- _WHAT IS BEING ASKED_: Output all of the records exactly, word for word.
━━ PROVIDED INFORMATION
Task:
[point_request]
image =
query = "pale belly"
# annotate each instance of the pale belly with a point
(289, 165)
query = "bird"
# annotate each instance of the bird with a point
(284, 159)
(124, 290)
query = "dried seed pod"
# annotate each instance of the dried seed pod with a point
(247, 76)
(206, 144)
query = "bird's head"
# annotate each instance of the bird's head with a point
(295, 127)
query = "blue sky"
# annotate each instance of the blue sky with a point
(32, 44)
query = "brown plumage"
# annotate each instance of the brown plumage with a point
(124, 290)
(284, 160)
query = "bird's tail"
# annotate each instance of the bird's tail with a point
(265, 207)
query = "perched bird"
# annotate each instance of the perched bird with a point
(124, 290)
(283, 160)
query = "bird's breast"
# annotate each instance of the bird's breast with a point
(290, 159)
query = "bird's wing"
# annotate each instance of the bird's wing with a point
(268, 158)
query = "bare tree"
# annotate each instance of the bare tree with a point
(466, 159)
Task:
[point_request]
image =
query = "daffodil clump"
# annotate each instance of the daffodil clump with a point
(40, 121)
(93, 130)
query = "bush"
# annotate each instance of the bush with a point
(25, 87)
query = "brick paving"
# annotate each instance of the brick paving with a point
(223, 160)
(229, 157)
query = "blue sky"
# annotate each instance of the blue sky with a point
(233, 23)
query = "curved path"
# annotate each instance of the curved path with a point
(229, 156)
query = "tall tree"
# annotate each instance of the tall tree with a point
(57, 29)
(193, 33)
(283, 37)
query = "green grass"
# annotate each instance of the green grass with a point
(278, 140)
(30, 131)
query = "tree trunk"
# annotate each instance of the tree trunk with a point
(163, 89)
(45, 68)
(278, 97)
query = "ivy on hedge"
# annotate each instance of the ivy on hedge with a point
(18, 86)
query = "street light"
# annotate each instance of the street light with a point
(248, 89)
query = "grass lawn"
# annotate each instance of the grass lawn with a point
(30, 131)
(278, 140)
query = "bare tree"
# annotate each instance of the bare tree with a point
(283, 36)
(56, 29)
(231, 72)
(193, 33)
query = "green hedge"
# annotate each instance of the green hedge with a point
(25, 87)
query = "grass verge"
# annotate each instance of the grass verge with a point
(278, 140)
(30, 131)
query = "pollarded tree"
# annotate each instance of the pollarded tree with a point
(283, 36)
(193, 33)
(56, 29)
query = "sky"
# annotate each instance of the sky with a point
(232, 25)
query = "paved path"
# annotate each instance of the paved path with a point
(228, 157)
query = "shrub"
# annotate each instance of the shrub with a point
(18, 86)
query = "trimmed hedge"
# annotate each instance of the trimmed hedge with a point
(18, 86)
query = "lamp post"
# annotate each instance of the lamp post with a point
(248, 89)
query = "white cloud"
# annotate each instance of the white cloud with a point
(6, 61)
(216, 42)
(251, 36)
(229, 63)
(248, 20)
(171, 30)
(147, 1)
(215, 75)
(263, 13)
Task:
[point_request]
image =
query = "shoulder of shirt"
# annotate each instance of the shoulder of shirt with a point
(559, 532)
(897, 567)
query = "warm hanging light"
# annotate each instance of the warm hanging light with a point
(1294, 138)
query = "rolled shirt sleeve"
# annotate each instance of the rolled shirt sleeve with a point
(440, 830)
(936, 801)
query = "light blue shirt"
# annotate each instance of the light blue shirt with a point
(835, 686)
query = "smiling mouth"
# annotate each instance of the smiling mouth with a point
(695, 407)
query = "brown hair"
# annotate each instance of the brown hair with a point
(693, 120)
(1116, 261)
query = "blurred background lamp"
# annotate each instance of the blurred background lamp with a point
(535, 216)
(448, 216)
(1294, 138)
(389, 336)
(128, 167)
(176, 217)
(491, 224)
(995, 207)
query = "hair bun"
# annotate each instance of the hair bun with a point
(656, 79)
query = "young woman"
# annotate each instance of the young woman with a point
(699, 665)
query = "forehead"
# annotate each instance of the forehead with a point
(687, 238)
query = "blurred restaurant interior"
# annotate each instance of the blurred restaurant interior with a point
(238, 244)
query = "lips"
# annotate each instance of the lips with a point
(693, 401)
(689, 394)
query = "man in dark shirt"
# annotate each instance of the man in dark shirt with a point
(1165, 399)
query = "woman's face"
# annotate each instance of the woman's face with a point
━━━━
- _TASK OUTPUT_:
Task:
[point_request]
image =
query = "pale belly"
# annotate each instance of the pale belly with a point
(289, 165)
query = "bird"
# annotate each instance of the bird with a point
(284, 159)
(124, 290)
query = "dried seed pod"
# annotate each instance of the dried seed pod with a point
(247, 76)
(206, 144)
query = "bird's head"
# annotate each instance of the bird's head with a point
(295, 127)
query = "blue sky"
# annotate each instance of the blue sky with a point
(32, 44)
query = "brown plumage"
# annotate each instance of the brown plumage with a point
(124, 290)
(284, 160)
query = "bird's tail"
# annotate each instance of the bird's tail with a point
(265, 207)
query = "perched bird"
# annotate each instance of the perched bird with a point
(124, 290)
(283, 160)
query = "bird's breast"
# annotate each instance of the bird's breast with a point
(290, 159)
query = "bird's wing"
# annotate each instance of the bird's wing with a point
(268, 158)
query = "bare tree"
# annotate each instance of the bare tree with a point
(466, 159)
Task:
[point_request]
image =
query = "daffodil clump"
# annotate each instance of the daffodil clump with a point
(40, 121)
(93, 130)
query = "bush"
# annotate each instance of the bush with a point
(25, 87)
query = "brick paving"
# annotate each instance of the brick paving with a point
(223, 160)
(229, 157)
query = "blue sky"
# annotate each instance of the blue sky with a point
(233, 23)
query = "curved path"
# annotate each instance of the curved path with a point
(229, 156)
query = "tall tree"
# annotate each instance of the tall tree with a point
(57, 29)
(193, 33)
(283, 37)
query = "green grass"
# annotate each instance of the green grass with a point
(278, 140)
(30, 131)
query = "tree trunk"
# annotate each instance of the tree trunk with a point
(163, 89)
(45, 68)
(278, 97)
query = "ivy on hedge"
# annotate each instance of the ivy on hedge with a point
(18, 86)
query = "street light"
# annotate each instance of the street light with a point
(248, 89)
query = "grass lawn"
# annotate each instance of the grass lawn with a point
(30, 131)
(278, 140)
query = "bare tree"
# annotate each instance of the bare tree with a point
(283, 36)
(56, 29)
(231, 72)
(193, 33)
query = "green hedge"
# annotate each instance of the green hedge with a point
(25, 87)
query = "grass verge"
# annotate each instance of the grass verge with a point
(278, 140)
(30, 131)
query = "pollarded tree"
# annotate each instance of the pollarded tree with a point
(283, 36)
(193, 33)
(56, 29)
query = "sky"
# annotate each instance of the sky with a point
(232, 25)
query = "paved path"
# annotate each instance of the paved path with a point
(228, 157)
query = "shrub"
# annotate each instance of the shrub with a point
(18, 86)
query = "trimmed hedge"
# annotate each instance of the trimmed hedge with a point
(18, 86)
query = "lamp post"
# annotate each instance of the lamp post with a point
(248, 89)
query = "white cloud"
# annotate each instance of the white cloud with a point
(6, 61)
(216, 42)
(251, 36)
(229, 63)
(248, 20)
(171, 30)
(147, 1)
(215, 75)
(263, 13)
Task:
[point_request]
image =
query = "shoulder of shirt"
# annotate each instance of the shoulder of shirt with a point
(559, 532)
(897, 567)
query = "warm hanging light"
# annotate each instance of the warm hanging light with a point
(1294, 138)
query = "rolled shirt sleeve"
# annotate each instance of the rolled shirt sleeve with a point
(440, 830)
(936, 801)
query = "light blue shirt"
# annotate each instance of the light blue shirt with a point
(835, 686)
query = "smiling mouth"
# annotate each instance of the smiling mouth with a point
(695, 407)
query = "brown hair"
# annotate each instance of the brown hair with a point
(693, 120)
(1116, 261)
query = "blurred background lamp"
# annotate each instance of the blurred background lamp with a point
(535, 216)
(448, 216)
(1294, 138)
(389, 336)
(128, 167)
(176, 217)
(491, 224)
(995, 207)
query = "hair bun"
# annotate each instance of the hair bun with a point
(656, 79)
query = "young woman"
# annotate each instance of the young woman with a point
(699, 665)
query = "forehead"
# annotate each instance of the forehead with a point
(687, 238)
query = "blurred restaurant interior"
# annotate each instance of the blurred restaurant interior with a point
(238, 244)
query = "lips"
# annotate each instance of the lips with a point
(693, 401)
(689, 394)
query = "man in dark shirt"
# annotate each instance of the man in dark shirt with a point
(1165, 399)
query = "woman's face"
# annotate each instance of the woman's face with a point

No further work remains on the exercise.